Saved data entries:
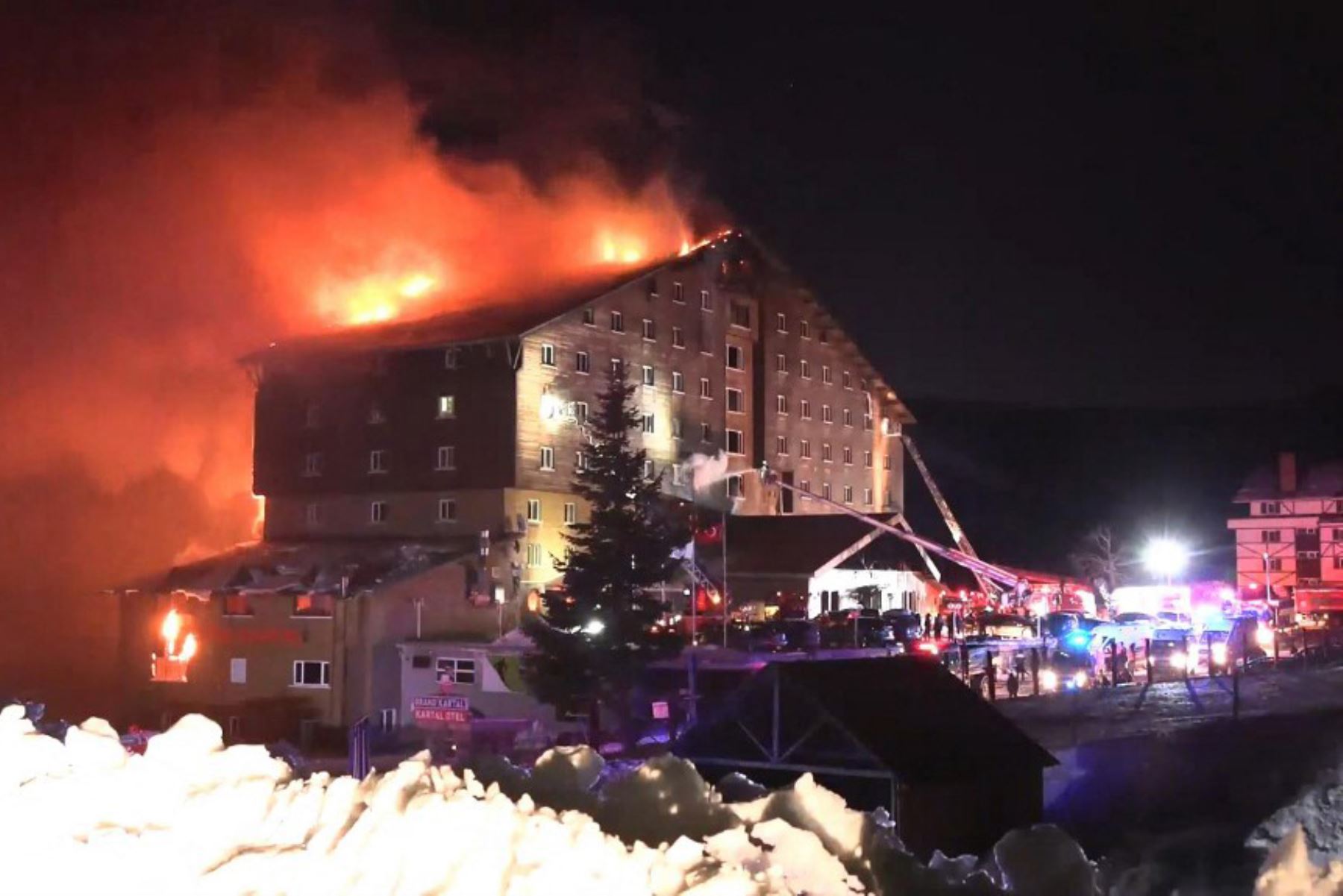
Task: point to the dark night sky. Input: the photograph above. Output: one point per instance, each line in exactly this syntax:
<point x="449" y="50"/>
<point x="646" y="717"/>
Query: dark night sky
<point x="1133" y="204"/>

* * *

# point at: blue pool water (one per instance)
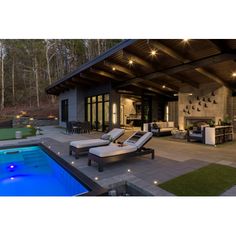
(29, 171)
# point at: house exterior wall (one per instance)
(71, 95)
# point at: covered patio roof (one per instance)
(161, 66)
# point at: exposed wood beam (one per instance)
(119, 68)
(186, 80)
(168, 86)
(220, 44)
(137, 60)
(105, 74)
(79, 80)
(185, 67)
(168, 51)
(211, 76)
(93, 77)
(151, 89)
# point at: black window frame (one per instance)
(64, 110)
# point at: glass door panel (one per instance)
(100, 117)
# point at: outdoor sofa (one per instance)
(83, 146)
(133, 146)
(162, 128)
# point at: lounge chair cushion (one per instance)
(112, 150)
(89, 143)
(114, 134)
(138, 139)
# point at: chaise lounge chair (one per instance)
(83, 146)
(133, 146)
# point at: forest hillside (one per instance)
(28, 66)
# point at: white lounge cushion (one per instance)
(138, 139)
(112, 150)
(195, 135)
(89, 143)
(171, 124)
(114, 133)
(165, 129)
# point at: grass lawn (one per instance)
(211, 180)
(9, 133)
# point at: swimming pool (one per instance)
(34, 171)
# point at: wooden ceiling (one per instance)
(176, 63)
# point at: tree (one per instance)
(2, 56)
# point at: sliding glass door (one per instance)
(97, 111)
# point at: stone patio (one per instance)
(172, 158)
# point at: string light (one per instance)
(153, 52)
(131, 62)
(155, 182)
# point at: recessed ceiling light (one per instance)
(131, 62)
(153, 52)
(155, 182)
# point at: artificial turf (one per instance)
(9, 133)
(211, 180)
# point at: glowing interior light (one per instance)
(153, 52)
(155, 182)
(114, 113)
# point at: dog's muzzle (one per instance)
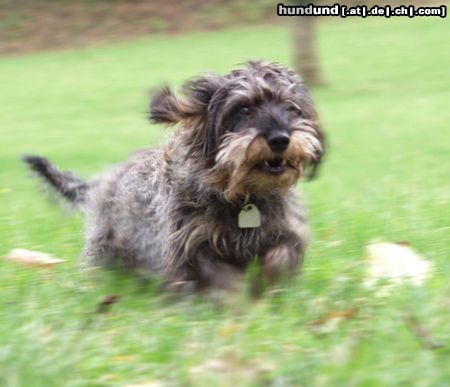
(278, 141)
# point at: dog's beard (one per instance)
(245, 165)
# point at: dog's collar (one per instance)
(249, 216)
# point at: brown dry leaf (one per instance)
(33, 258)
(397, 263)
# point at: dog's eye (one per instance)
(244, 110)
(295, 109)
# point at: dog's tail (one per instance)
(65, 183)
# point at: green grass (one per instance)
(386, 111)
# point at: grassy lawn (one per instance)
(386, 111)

Stated task - List every row above that contains the word "chair", copying each such row in full.

Reply -
# point at: lounge chair cushion (one per instance)
# point at: chaise lounge chair (one per instance)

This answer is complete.